Saved data entries
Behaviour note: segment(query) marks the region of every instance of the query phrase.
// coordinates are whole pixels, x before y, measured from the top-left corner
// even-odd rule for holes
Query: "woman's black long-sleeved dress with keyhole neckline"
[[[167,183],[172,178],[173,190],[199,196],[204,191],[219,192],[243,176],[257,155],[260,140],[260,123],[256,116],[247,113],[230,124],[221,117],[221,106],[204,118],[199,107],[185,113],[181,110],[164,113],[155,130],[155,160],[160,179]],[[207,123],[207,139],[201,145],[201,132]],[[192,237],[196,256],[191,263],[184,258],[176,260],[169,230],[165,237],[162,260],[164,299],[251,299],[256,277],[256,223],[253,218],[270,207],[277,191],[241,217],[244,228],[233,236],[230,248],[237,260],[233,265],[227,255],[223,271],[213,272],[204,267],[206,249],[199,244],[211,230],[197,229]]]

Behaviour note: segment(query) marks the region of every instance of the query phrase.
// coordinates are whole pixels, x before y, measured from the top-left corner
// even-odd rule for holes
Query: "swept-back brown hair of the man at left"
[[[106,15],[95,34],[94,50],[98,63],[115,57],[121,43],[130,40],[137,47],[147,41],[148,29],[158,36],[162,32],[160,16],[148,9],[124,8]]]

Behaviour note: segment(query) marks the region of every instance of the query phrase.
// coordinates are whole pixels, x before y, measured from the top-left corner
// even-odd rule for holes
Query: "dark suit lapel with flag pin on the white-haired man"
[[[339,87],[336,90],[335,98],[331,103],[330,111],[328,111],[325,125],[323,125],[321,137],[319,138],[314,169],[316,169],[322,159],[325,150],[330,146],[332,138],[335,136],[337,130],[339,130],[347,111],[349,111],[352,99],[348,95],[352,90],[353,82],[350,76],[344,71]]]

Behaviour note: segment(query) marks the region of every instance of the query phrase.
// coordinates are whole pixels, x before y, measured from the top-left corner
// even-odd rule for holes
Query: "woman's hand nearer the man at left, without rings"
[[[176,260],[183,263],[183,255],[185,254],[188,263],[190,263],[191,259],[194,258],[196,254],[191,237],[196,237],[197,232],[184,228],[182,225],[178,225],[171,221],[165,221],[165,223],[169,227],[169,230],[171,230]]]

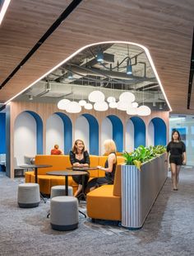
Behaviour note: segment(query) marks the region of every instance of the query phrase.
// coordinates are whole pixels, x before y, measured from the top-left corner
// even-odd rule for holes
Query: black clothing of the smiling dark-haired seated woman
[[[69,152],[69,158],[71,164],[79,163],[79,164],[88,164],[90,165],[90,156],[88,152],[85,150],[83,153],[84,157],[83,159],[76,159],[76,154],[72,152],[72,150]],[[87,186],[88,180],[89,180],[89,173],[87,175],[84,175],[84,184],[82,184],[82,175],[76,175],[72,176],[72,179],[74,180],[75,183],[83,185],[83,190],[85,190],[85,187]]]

» Task to complete
Repeat the data word for word; drop the pictures.

» Exercise result
Behaviour note: segment(query) marks the region of every instance of the query phrase.
// coordinates are whole pixels, x before y, measured from the top-left corner
// even-odd rule for holes
Query: "woman's black long-sleeved dress with keyhole neckline"
[[[167,183],[172,178],[173,190],[199,196],[204,191],[219,192],[243,176],[257,155],[260,140],[260,123],[256,116],[247,113],[230,124],[221,117],[221,106],[204,118],[199,107],[185,113],[181,110],[164,113],[155,130],[155,160],[160,179]],[[207,123],[207,139],[201,145],[201,132]],[[192,237],[196,256],[191,263],[184,258],[176,260],[169,230],[165,237],[162,260],[164,299],[251,299],[256,277],[256,223],[253,218],[270,207],[277,191],[241,217],[244,228],[233,236],[230,248],[237,260],[233,265],[227,255],[223,271],[213,272],[204,267],[206,249],[199,244],[211,230],[197,229]]]

Behaviour note: segment(query) marks the region of every instance of the query phrase.
// coordinates are whole pixels, x before y, measured from the top-left corner
// even-odd rule for holes
Query: "swept-back brown hair of the man at left"
[[[106,15],[95,34],[94,50],[98,63],[115,57],[121,43],[130,40],[137,47],[147,41],[148,29],[158,36],[162,32],[160,16],[148,9],[124,8]]]

Behaviour note: segment(query) marks the region of every instance of the query phrase.
// coordinates are whole pixels, x before y, measured from the top-left corner
// even-odd rule for holes
Query: "dark suit lapel with flag pin on the white-haired man"
[[[339,87],[336,90],[335,98],[331,103],[330,111],[328,111],[325,125],[323,125],[321,137],[319,138],[314,169],[316,169],[322,159],[325,150],[330,146],[332,138],[335,136],[337,130],[339,130],[347,111],[349,111],[352,99],[348,95],[352,90],[353,82],[350,76],[344,71]]]

Behaviour note: segment(query) marks the region of every instance of the query phrase.
// coordinates are whole pixels, x before y, measured from the top-left corner
// even-odd rule for holes
Query: "woman's hand nearer the man at left, without rings"
[[[176,260],[183,263],[183,255],[185,254],[188,263],[190,263],[191,259],[194,258],[196,254],[191,237],[196,237],[197,232],[184,228],[182,225],[178,225],[171,221],[165,221],[165,223],[169,227],[169,230],[171,230]]]

Behaviour note: segment(query) marks the region of every instance of the query phrase.
// coordinates are whole pixels, x before y, measured from the top-left corner
// even-odd rule for holes
Query: black clothing of the smiling dark-haired seated woman
[[[69,152],[69,158],[71,164],[79,163],[79,164],[88,164],[90,165],[90,156],[88,152],[85,150],[83,153],[84,157],[83,159],[76,159],[76,154],[72,152],[72,150]],[[87,186],[88,180],[89,180],[89,173],[87,175],[84,175],[84,184],[82,184],[82,175],[76,175],[72,176],[72,179],[74,180],[75,183],[83,185],[83,190],[85,190],[85,187]]]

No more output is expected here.